Records from a data source
......
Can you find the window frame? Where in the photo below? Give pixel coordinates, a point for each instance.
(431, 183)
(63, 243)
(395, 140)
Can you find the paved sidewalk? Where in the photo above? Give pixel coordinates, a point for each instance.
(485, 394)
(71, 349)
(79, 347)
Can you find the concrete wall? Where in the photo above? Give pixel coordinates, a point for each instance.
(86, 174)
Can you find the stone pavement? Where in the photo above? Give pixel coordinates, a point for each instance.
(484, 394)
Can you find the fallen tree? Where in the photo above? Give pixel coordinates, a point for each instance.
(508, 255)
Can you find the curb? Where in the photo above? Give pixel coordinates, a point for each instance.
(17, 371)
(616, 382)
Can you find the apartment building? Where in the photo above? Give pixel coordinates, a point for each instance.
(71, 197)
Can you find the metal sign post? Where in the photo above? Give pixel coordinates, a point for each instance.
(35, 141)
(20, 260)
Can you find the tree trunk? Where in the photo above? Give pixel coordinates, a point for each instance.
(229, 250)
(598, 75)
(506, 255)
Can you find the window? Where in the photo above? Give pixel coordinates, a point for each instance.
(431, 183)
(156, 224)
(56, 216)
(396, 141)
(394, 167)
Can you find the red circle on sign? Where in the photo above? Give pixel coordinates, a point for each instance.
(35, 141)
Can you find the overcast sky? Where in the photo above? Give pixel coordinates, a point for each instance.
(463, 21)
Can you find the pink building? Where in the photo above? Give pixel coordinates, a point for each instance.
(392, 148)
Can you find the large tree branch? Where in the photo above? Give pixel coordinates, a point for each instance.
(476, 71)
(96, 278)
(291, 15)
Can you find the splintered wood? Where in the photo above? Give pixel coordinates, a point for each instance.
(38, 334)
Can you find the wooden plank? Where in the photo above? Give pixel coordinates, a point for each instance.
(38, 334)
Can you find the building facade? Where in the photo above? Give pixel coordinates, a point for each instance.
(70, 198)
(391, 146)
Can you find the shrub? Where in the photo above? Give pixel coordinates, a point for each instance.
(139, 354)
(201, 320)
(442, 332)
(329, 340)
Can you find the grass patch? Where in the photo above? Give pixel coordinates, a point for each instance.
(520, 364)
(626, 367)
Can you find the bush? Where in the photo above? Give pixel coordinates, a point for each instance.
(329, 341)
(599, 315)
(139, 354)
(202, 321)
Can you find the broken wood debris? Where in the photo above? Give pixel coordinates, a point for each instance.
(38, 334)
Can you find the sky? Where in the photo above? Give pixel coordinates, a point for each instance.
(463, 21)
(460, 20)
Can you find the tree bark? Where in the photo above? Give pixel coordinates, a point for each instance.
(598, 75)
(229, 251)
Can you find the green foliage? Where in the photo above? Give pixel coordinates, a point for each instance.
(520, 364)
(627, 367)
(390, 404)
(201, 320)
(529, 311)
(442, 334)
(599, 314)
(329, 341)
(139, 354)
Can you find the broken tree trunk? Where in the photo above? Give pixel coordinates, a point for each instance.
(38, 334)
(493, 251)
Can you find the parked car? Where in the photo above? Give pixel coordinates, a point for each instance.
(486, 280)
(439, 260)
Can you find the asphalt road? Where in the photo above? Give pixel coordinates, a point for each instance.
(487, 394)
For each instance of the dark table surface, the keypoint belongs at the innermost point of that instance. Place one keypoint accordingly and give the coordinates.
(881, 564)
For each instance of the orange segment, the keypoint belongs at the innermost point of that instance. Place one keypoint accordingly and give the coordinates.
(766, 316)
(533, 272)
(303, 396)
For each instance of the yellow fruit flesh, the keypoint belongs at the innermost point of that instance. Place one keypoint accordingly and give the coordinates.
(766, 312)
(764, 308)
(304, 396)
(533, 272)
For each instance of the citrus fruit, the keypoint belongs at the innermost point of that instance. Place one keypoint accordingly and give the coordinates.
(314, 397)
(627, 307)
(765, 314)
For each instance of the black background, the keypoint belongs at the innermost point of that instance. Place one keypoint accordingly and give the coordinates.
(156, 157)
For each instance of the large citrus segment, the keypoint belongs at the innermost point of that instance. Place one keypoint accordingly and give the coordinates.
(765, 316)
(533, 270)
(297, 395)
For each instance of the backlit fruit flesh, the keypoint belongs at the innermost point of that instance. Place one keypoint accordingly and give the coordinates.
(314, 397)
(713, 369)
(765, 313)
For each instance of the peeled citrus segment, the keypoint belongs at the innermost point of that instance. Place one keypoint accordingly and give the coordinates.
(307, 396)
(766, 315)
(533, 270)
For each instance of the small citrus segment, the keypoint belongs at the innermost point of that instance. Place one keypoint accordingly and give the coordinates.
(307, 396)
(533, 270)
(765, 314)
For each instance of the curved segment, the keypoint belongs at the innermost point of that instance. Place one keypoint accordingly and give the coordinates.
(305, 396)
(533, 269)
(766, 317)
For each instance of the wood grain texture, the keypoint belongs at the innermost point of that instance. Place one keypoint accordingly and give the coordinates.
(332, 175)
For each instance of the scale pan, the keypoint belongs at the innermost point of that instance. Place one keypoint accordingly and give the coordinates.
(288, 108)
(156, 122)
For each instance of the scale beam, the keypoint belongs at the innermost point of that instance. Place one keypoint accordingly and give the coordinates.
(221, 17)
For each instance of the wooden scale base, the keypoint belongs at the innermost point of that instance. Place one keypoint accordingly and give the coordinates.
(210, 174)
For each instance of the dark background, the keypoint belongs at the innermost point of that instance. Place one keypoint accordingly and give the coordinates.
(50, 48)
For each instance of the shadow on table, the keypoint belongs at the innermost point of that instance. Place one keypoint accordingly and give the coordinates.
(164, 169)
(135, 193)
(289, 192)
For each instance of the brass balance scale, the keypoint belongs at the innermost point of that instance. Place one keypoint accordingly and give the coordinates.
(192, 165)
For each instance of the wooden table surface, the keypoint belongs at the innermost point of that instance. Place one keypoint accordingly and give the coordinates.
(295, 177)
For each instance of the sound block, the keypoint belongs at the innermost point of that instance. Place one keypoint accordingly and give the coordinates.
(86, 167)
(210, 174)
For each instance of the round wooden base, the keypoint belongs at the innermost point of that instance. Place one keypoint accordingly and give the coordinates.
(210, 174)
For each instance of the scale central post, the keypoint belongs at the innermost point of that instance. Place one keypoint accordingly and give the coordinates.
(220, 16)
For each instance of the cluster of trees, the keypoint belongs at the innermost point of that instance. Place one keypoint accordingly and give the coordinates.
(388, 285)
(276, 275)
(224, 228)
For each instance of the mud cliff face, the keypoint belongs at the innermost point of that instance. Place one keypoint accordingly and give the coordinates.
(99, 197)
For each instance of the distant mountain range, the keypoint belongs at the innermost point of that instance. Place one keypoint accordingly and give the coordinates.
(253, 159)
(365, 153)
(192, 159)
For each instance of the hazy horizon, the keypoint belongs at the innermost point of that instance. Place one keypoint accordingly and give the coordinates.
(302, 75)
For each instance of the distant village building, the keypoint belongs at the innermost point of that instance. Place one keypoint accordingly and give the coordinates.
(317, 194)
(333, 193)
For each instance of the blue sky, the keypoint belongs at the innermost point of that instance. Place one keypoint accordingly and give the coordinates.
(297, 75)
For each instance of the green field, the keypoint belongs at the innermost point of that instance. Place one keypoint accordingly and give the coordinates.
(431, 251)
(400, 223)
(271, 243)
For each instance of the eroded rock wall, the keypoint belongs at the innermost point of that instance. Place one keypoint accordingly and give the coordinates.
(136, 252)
......
◆ Exercise goal ◆
Using the listing above, please repeat every entry exactly.

◆ Written solution ◆
Can you find the window frame? Where in the photo below? Give pixel coordinates, a point for each instance.
(431, 183)
(63, 243)
(395, 140)
Can you find the paved sidewalk? Where in the photo above? Give pixel coordinates, a point for each instance.
(485, 394)
(71, 349)
(79, 347)
Can you find the concrete wall? Where in the photo above? Give pixel coordinates, a point for each instance.
(86, 174)
Can you find the stone pavement? Where in the photo above? Give pixel coordinates, a point for each instance.
(484, 394)
Can you find the fallen tree? Where in the photo above? Give pixel coordinates, a point for each instance.
(508, 255)
Can you find the curb? Where in the photo above? Give pixel coordinates, a point for each instance.
(17, 371)
(616, 382)
Can you find the apartment building? Where in the photo above? Give pixel coordinates, a point for each instance.
(71, 197)
Can you find the metal sign post? Where in the photo above? Give pixel coordinates, a point for each instance.
(35, 141)
(20, 260)
Can you find the tree trunk? Where in the photo above? Give pixel coordinates, a point for each instance.
(229, 250)
(598, 75)
(506, 255)
Can you find the window? Where in the photo above? Give pixel coordinates, a point for each instance.
(431, 183)
(156, 224)
(56, 216)
(396, 141)
(394, 167)
Can you find the red circle on sign? Where in the photo above? Give pixel coordinates, a point for each instance.
(35, 141)
Can you find the overcast sky? Where in the photo above? Give pixel coordinates, a point for each instance.
(463, 21)
Can you find the pink building? Where in the photo above? Give pixel coordinates, a point for each instance.
(392, 148)
Can you find the large tree branch? Where in the photo above? Give pixel coordinates, a point for each instance.
(476, 71)
(96, 278)
(291, 15)
Can you find the splintered wood? Where in the photo above? Give pixel coordinates, a point for each instance.
(38, 334)
Can you find the wooden plank? Where in the photo above? Give pixel coordinates, a point for each instance.
(38, 334)
Can you find the building facade? Where in the photo above? Give pixel coordinates, a point for each instance.
(70, 198)
(391, 146)
Can you find the shrub? Where in the photo above? Give pixel coordinates, a point for each instance.
(139, 354)
(201, 320)
(442, 332)
(329, 340)
Can you find the grass patch? Where in the photo above? Give pixel coordinates, a point for each instance.
(520, 364)
(626, 367)
Can you find the bush? Where in the photo above? Give pixel coordinates, a point for each instance.
(329, 341)
(599, 315)
(139, 354)
(202, 321)
Can you find the broken wood debris? Where in the photo above? Give pixel coordinates, a point for each instance.
(38, 334)
Can you find the sky? Where in the photo above? Give pixel coordinates, a point for each instance.
(463, 21)
(460, 20)
Can you find the tree bark? Where in the photo above? Give pixel coordinates, a point for each instance.
(598, 75)
(229, 251)
Can you find the green foliage? Where in the photo above? Give pixel coordinates, a point for each instance.
(520, 364)
(627, 367)
(390, 404)
(201, 320)
(529, 311)
(442, 334)
(599, 314)
(329, 341)
(139, 354)
Can you find the broken tree trunk? Where in the photo above? Give pixel coordinates, a point for each instance.
(38, 334)
(493, 251)
Can you find the parked car? Where in the photo above? Give pixel coordinates, a point for each instance.
(486, 280)
(439, 260)
Can you find the asphalt road? Where in the photo above? Give pixel coordinates, a point for each instance.
(487, 394)
For each instance of the dark table surface, the keypoint belongs at the innermost point of that instance. Place one keypoint accordingly and give the coordinates.
(881, 564)
For each instance of the orange segment, the keypoint belongs at the innermost point of that instance. Place one keypoint accordingly and give the coordinates.
(766, 316)
(533, 272)
(303, 396)
For each instance of the yellow fruit flesh, the keypoint belongs at the innermost point of that instance. Place one keypoint accordingly and give the coordinates.
(766, 312)
(764, 308)
(304, 396)
(533, 272)
For each instance of the citrus fruit, the keypoint belongs at the innermost point of that instance. Place one keypoint accordingly and give the coordinates.
(314, 397)
(627, 307)
(765, 314)
For each instance of the black background, the keypoint belongs at the innermost point of that instance. Place one keypoint accordingly and give the coordinates.
(156, 157)
For each instance of the large citrus segment, the keypoint belongs at the innermost point of that instance. Place one keypoint accordingly and give the coordinates.
(765, 316)
(533, 270)
(297, 395)
For each instance of the backlit fruit flesh, the keypoint belongs at the innermost point of that instance. Place one keypoint accordingly and give the coordinates.
(314, 397)
(713, 369)
(765, 313)
For each instance of the peeled citrus segment, the keypoint belongs at the innermost point of that instance. Place one keypoint accordingly and give the coordinates.
(307, 396)
(766, 315)
(533, 270)
For each instance of the small citrus segment, the keypoint belongs at the innermost point of that instance. Place one keypoint accordingly and give the coordinates.
(307, 396)
(533, 270)
(765, 314)
For each instance of the curved segment, the keypoint belongs at the innermost point of that instance. Place one keypoint accordingly and give the coordinates.
(305, 396)
(533, 269)
(766, 317)
For each instance of the wood grain texture, the keypoint belongs at the innermost point of that instance. Place one keypoint accordingly and give the coordinates.
(332, 175)
For each instance of the scale pan, the keypoint belongs at the innermost point of that instance. Place one keypoint accordingly and give the coordinates.
(288, 108)
(156, 122)
For each instance of the scale beam, the keypoint belongs at the innermost point of that instance. Place one keypoint accordingly and give the coordinates.
(221, 17)
For each instance of the wooden scale base, the keypoint belongs at the innermost point of that instance. Place one keypoint accordingly and give the coordinates.
(210, 174)
For each instance of the dark background, the keypoint belongs at the innermost point of that instance. Place one keypoint accordingly and give the coordinates.
(50, 48)
For each instance of the shadow on table, the keypoint belongs at the innermost point of that instance. Place one keypoint accordingly and give the coordinates.
(164, 169)
(135, 193)
(289, 192)
For each instance of the brass balance scale, the keypoint belongs at the innermost point of that instance. Place one keypoint accordingly and give the coordinates.
(192, 165)
For each instance of the wooden table surface, the keypoint belongs at the innermost point of that instance. Place one keypoint accordingly and give the coordinates.
(295, 177)
For each instance of the sound block, the keypoint belongs at the innermost point of that instance. Place one keypoint accordingly and give the coordinates.
(86, 167)
(210, 174)
For each instance of the round wooden base, the keypoint belongs at the innermost point of that instance. Place one keypoint accordingly and give the coordinates.
(210, 174)
For each instance of the scale central post, the keypoint belongs at the innermost point of that instance. Place one keypoint accordingly and give the coordinates.
(220, 16)
For each instance of the cluster of trees, the keypoint belongs at the innermost point of that instance. Place one keypoint accordingly and give the coordinates.
(388, 285)
(276, 275)
(224, 228)
For each instance of the mud cliff face, the keypoint belongs at the innermost point of that instance. Place one keypoint accordingly and give the coordinates.
(99, 197)
For each instance of the distant mountain range, the keypoint belongs at the innermost point of that instance. Place one keypoint accordingly and give the coordinates.
(253, 159)
(365, 153)
(192, 159)
For each instance of the hazy horizon, the keypoint belongs at the innermost point of that instance. Place one keypoint accordingly and give the coordinates.
(302, 75)
For each instance of the distant village building, the keypoint belongs at the innermost point of that instance. Place one keypoint accordingly and give the coordinates.
(317, 194)
(333, 193)
For each instance of the blue sky, the keypoint belongs at the innermost point of that instance. Place one keypoint accordingly and give the coordinates.
(297, 75)
For each instance of the green field, the keypoint belongs at the innermost point of that instance. Place one keypoint accordingly and give the coordinates.
(431, 251)
(400, 223)
(271, 243)
For each instance of the eroded rock wall, the keypoint belongs at the innermost point of that instance. Place one keypoint accordingly and give the coordinates.
(136, 252)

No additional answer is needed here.